◆ **Input records**:
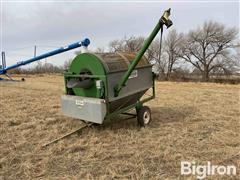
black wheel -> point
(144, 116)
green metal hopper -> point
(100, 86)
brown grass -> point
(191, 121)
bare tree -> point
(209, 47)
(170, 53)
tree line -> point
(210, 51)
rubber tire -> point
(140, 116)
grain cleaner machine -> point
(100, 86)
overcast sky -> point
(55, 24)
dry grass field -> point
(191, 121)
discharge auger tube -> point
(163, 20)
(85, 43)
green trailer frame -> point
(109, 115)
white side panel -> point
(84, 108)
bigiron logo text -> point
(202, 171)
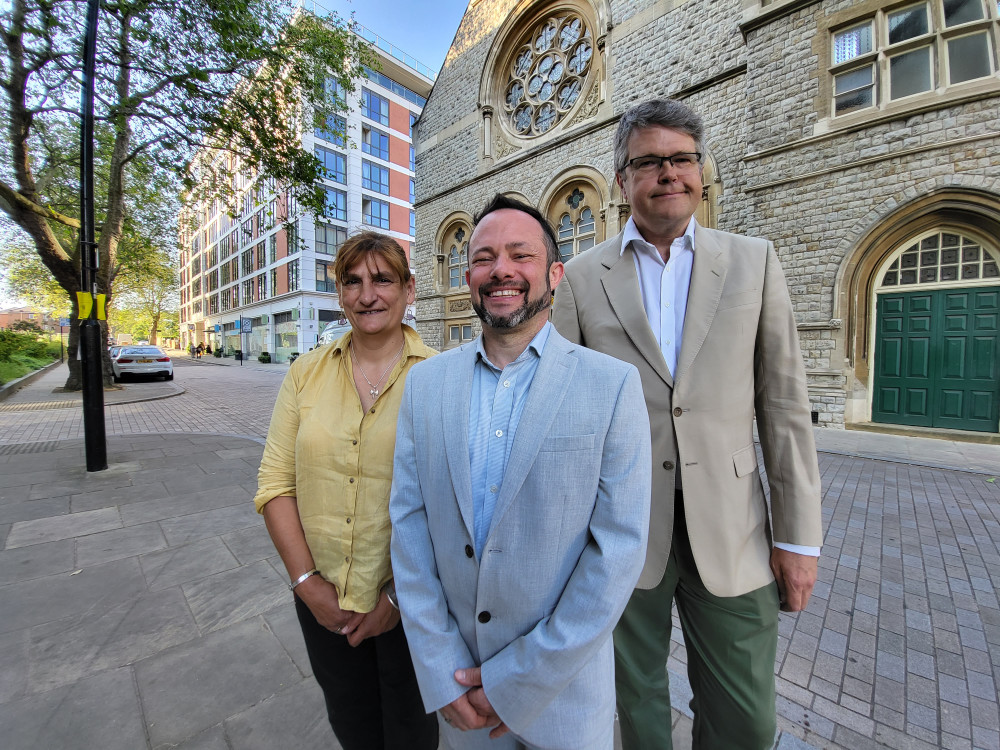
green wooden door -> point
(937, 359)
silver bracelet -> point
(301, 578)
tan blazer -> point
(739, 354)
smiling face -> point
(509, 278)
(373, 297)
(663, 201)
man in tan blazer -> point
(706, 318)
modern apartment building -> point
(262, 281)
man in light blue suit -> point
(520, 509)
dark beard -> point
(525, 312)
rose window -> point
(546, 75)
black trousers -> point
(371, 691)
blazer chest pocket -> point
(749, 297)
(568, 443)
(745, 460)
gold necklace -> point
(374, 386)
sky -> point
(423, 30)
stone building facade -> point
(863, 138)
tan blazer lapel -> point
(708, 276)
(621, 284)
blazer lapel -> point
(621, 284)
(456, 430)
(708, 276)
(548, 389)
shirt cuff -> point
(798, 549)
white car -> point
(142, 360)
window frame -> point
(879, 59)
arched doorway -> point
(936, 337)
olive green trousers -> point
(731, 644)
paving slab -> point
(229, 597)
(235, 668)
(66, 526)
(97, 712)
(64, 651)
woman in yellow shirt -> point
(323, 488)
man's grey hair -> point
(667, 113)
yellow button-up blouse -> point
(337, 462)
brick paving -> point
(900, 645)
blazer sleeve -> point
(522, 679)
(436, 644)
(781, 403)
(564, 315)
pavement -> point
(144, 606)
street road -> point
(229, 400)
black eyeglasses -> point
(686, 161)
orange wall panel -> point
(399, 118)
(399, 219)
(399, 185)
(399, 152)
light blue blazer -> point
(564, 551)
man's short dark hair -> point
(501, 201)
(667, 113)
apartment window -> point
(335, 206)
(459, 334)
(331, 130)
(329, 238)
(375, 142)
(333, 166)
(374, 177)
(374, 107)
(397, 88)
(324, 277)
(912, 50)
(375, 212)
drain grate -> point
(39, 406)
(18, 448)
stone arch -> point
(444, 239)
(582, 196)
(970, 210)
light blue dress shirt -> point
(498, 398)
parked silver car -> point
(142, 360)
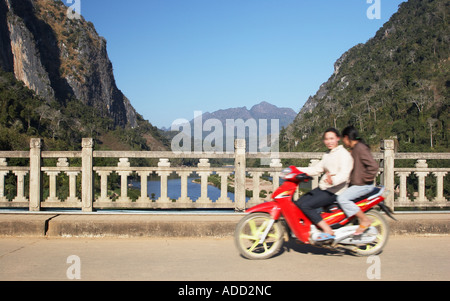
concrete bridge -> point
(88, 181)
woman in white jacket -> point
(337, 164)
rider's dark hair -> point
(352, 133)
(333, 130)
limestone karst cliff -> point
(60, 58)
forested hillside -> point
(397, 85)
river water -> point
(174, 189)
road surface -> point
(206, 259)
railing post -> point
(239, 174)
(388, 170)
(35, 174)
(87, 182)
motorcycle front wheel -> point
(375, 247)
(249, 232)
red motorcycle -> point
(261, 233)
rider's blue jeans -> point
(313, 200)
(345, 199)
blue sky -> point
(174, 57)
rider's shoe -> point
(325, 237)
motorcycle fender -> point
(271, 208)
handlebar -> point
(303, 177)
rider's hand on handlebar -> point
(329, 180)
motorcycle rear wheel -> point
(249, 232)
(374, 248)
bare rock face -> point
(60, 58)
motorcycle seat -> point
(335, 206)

◆ **Problem description**:
Restate the data above exactly, stripping out each image.

◆ **Reply**:
black wheel -> point
(144, 116)
green metal hopper -> point
(100, 86)
brown grass -> point
(191, 121)
bare tree -> point
(209, 47)
(170, 53)
tree line -> point
(210, 51)
rubber tire -> point
(140, 116)
grain cleaner machine -> point
(100, 86)
overcast sky -> point
(55, 24)
dry grass field -> point
(191, 121)
discharge auger tube -> point
(163, 20)
(85, 43)
green trailer frame -> point
(109, 115)
white side panel -> point
(84, 108)
bigiron logo text -> point
(202, 171)
green wooden door -> point
(937, 359)
silver bracelet -> point
(301, 578)
tan blazer -> point
(739, 354)
smiling face -> point
(509, 278)
(373, 297)
(663, 201)
man in tan blazer -> point
(706, 318)
modern apartment building -> point
(262, 281)
man in light blue suit -> point
(520, 509)
dark beard -> point
(525, 312)
rose window -> point
(546, 75)
black trousers -> point
(371, 691)
blazer chest pocket -> point
(749, 297)
(568, 443)
(745, 460)
gold necklace -> point
(374, 386)
sky -> point
(423, 30)
stone building facade -> point
(863, 138)
tan blazer lapel -> point
(708, 276)
(621, 284)
blazer lapel -> point
(621, 284)
(456, 430)
(708, 276)
(548, 389)
shirt cuff -> point
(798, 549)
white car -> point
(142, 360)
window frame -> point
(879, 59)
arched doorway -> point
(936, 337)
olive green trousers -> point
(731, 644)
paving slab -> point
(229, 597)
(235, 668)
(66, 526)
(97, 712)
(64, 651)
woman in yellow shirt -> point
(323, 488)
man's grey hair -> point
(667, 113)
yellow button-up blouse -> point
(337, 462)
brick paving -> point
(900, 645)
blazer sleeve -> point
(522, 679)
(436, 644)
(781, 403)
(564, 315)
pavement -> point
(144, 606)
street road -> point
(229, 400)
black eyeglasses -> point
(686, 161)
orange wall panel -> point
(399, 118)
(399, 219)
(399, 185)
(399, 152)
light blue blazer -> point
(564, 551)
man's short dark hair -> point
(501, 201)
(667, 113)
apartment window -> point
(335, 206)
(459, 334)
(331, 130)
(329, 238)
(375, 142)
(333, 166)
(374, 177)
(374, 107)
(397, 88)
(324, 277)
(912, 50)
(375, 212)
drain grate -> point
(39, 406)
(18, 448)
stone arch -> point
(444, 239)
(582, 196)
(970, 210)
light blue dress shirt -> point
(498, 398)
parked silver car -> point
(142, 360)
concrete bridge -> point
(88, 181)
woman in white jacket -> point
(337, 164)
rider's dark hair -> point
(352, 133)
(333, 130)
limestone karst cliff -> point
(60, 58)
forested hillside -> point
(397, 85)
river water -> point
(174, 189)
road surface -> point
(206, 259)
railing post -> point
(239, 174)
(388, 170)
(35, 174)
(87, 182)
motorcycle front wheel -> point
(375, 247)
(249, 232)
red motorcycle -> point
(261, 233)
rider's blue jeans -> point
(313, 200)
(345, 199)
blue sky -> point
(174, 57)
rider's shoe -> point
(325, 237)
motorcycle fender -> point
(271, 208)
handlebar -> point
(303, 177)
rider's hand on handlebar -> point
(329, 180)
motorcycle rear wheel -> point
(249, 232)
(374, 248)
bare rock face -> point
(60, 58)
motorcycle seat -> point
(335, 206)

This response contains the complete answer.